◆ **Exercise data**
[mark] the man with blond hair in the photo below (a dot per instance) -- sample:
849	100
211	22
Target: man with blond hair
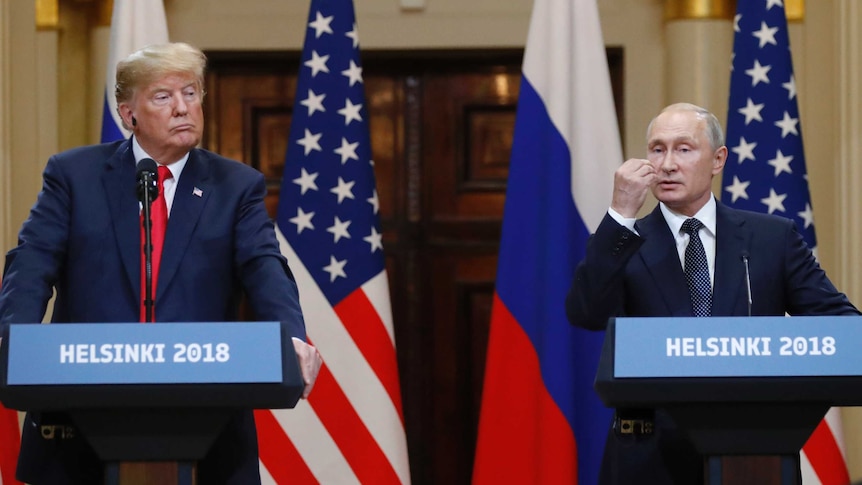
83	239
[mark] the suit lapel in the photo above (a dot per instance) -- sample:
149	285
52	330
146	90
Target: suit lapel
661	259
732	238
193	190
119	183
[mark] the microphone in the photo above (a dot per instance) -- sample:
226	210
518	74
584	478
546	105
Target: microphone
745	258
148	190
148	187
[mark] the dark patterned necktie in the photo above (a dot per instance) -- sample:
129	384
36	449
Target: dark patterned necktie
697	270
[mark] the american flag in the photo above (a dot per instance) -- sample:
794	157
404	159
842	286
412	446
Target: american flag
10	442
351	429
765	169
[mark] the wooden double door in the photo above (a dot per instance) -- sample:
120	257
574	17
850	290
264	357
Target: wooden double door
441	129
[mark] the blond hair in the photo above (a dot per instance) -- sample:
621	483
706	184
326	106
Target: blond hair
144	66
714	132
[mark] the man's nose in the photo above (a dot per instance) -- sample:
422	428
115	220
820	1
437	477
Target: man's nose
180	105
668	162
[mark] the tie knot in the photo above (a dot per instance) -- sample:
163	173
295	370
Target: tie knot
691	226
164	173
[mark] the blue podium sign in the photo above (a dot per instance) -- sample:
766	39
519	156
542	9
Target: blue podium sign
135	353
738	347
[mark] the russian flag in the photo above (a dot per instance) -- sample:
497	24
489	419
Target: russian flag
541	421
134	24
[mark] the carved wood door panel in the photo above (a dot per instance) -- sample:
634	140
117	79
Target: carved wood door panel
441	129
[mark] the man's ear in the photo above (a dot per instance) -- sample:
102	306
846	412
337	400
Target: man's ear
125	113
718	160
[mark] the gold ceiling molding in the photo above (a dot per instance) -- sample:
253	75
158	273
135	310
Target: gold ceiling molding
721	9
106	8
47	14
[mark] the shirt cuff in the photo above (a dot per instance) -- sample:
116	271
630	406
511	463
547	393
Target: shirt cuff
627	222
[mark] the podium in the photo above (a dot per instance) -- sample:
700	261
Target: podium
749	391
150	399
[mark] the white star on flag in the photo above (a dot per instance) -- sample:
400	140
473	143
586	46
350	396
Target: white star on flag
313	102
375	239
781	163
321	25
338	229
347	151
744	150
350	111
758	73
317	64
354	73
310	141
752	111
335	268
343	190
302	220
766	35
787	125
306	181
738	189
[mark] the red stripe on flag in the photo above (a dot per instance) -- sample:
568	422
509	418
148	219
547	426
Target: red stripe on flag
365	327
278	453
350	434
10	439
825	457
523	435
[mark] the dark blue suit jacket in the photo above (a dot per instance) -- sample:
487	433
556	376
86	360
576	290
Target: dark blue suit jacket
625	274
83	239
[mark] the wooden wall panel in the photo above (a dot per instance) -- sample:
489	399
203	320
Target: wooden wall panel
441	130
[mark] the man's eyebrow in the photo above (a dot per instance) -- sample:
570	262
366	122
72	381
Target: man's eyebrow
679	139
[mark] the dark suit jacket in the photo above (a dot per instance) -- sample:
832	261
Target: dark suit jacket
625	274
83	239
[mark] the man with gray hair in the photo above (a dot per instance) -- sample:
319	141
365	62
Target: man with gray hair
217	243
685	259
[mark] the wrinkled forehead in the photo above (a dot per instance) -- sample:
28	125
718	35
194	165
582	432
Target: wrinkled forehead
166	81
677	125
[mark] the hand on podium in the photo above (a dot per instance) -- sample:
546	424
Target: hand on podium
309	364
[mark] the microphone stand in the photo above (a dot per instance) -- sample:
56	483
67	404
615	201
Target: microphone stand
147	201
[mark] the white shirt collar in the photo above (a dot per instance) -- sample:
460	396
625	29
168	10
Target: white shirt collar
176	168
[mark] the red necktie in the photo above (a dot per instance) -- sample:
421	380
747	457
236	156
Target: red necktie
159	218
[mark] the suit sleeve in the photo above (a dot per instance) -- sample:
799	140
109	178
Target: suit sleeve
263	270
32	268
598	289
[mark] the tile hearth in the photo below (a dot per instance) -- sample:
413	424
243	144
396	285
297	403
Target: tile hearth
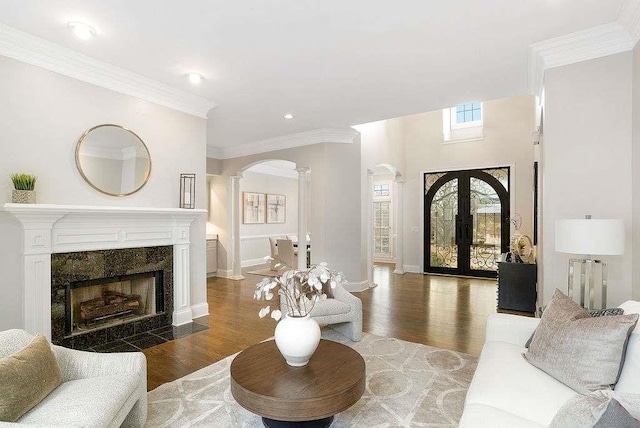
148	339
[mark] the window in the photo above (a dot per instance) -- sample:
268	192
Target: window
381	190
463	122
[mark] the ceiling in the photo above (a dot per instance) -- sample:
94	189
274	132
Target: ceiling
332	63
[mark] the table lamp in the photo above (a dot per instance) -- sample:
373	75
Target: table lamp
603	237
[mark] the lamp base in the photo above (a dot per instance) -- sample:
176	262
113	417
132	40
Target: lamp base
587	282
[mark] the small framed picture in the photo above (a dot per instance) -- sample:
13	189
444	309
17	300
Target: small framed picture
253	207
276	208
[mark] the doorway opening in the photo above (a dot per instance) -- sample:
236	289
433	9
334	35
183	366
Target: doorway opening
466	221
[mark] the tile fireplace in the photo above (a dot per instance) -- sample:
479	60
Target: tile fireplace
101	243
101	296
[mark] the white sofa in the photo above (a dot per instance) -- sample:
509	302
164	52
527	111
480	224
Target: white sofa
98	390
507	391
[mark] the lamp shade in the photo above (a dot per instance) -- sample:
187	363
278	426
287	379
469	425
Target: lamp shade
590	236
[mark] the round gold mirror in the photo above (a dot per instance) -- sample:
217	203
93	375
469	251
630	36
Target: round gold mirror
113	160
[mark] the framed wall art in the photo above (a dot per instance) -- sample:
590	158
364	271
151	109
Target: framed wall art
276	208
253	207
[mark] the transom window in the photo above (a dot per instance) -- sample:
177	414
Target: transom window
471	112
463	122
381	189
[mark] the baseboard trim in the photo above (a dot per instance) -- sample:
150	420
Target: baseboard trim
356	287
200	310
224	273
412	268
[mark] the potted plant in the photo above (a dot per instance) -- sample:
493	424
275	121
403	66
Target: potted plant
23	188
297	335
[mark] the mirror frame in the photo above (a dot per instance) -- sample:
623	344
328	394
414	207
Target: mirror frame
86	179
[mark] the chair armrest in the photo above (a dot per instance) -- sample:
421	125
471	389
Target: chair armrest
514	329
80	364
341	294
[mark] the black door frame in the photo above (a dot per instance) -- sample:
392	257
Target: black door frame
464	219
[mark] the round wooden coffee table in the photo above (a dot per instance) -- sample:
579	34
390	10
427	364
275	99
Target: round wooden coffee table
263	383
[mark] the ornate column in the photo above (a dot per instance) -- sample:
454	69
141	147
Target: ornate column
399	184
237	220
369	212
302	217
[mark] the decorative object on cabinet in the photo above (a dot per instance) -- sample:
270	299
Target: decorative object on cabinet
188	191
253	207
276	208
113	160
589	237
23	188
517	286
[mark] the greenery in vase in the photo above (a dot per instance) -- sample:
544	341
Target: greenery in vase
23	181
300	289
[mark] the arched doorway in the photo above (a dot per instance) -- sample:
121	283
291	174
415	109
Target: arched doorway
466	221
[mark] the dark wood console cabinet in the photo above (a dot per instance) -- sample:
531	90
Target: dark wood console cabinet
517	286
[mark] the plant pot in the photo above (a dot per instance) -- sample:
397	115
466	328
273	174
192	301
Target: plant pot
297	339
23	196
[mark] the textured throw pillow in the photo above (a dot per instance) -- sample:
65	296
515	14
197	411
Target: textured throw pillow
27	376
583	352
596	410
592	313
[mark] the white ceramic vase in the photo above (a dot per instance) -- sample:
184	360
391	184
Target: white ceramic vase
297	339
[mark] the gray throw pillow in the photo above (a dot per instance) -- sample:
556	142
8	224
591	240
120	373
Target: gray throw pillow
596	410
583	352
593	313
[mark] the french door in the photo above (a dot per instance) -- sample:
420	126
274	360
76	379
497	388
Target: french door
466	221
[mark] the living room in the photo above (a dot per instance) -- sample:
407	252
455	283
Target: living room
367	94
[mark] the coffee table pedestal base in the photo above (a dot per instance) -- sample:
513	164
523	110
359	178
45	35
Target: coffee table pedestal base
320	423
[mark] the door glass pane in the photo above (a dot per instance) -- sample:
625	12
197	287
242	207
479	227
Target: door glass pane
487	216
444	209
382	228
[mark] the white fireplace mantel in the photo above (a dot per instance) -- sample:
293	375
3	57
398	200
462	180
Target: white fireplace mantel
49	229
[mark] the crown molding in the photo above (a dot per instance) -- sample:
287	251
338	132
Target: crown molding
629	18
592	43
33	50
316	136
261	168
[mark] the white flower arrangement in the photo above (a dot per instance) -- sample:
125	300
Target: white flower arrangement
301	289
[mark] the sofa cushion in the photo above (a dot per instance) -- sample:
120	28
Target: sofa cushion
28	376
328	307
88	402
505	381
584	353
597	409
629	381
482	416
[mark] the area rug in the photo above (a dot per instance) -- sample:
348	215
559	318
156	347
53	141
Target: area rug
408	385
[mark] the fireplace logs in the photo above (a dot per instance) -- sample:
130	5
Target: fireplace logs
111	304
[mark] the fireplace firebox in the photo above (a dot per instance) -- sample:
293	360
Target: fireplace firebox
101	296
104	302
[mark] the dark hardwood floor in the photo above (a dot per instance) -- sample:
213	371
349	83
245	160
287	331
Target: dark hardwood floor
446	312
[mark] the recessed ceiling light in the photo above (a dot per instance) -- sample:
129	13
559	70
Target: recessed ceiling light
81	30
195	78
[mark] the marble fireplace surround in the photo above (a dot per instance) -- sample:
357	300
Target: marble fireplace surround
49	229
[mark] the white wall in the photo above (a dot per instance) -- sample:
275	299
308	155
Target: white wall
334	214
414	144
635	172
255	242
587	157
42	115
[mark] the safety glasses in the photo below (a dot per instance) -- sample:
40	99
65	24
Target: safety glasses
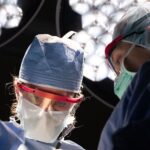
47	100
49	95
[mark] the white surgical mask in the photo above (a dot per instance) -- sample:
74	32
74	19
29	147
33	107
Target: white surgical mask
41	125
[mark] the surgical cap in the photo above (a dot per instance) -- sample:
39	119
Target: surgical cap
134	25
53	62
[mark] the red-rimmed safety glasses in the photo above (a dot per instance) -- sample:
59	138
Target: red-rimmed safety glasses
48	95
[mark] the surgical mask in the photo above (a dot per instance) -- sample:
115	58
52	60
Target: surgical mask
122	81
40	125
124	78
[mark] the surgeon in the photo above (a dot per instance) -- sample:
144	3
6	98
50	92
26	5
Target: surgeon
48	91
128	127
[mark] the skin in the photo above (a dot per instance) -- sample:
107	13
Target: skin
133	61
45	103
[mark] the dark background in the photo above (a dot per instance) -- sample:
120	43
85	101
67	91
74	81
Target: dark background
55	18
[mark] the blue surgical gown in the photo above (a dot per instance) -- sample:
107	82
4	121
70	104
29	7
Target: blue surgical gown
128	127
12	138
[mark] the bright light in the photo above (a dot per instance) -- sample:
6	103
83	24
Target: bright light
99	18
10	14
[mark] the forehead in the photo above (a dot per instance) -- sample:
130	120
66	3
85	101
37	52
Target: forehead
121	48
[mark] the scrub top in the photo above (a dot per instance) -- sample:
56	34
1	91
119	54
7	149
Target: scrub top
128	127
12	138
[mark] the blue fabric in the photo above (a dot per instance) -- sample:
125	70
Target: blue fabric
12	138
53	62
128	127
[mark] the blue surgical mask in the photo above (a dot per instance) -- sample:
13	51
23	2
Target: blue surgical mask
122	81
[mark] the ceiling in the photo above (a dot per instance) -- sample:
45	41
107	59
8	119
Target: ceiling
56	18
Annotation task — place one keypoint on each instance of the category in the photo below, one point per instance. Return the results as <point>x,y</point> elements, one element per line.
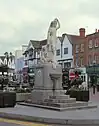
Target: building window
<point>77,48</point>
<point>96,58</point>
<point>90,43</point>
<point>96,42</point>
<point>57,52</point>
<point>81,61</point>
<point>82,48</point>
<point>65,50</point>
<point>67,65</point>
<point>25,54</point>
<point>89,59</point>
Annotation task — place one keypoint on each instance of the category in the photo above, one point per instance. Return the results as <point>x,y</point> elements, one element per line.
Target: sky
<point>23,20</point>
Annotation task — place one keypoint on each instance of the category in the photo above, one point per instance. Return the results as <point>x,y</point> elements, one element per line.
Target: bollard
<point>93,89</point>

◆ **What you are asked to do**
Output each line of the listing above, word for word, from the one holding "photo below, one" through the last line, both included; omit the pictures.

◆ **Worked answer**
Annotation task — place one keypoint on each instance of the category in the photo below, one point per instance. Return the results as <point>x,y</point> elements, one element per line.
Target: building window
<point>77,48</point>
<point>96,58</point>
<point>90,43</point>
<point>96,42</point>
<point>57,52</point>
<point>81,61</point>
<point>82,48</point>
<point>65,50</point>
<point>67,65</point>
<point>25,54</point>
<point>89,59</point>
Annotation task — place one keypoint on each instance of the category in the photo above, one point per instance. Return the results as <point>x,y</point> elements, one element per line.
Target: sky
<point>23,20</point>
Annotation task — place one keypoint on each instance of the category in the photo above, one point per instance. Return the results as <point>x,y</point> elements, one element per line.
Target: bollard
<point>93,89</point>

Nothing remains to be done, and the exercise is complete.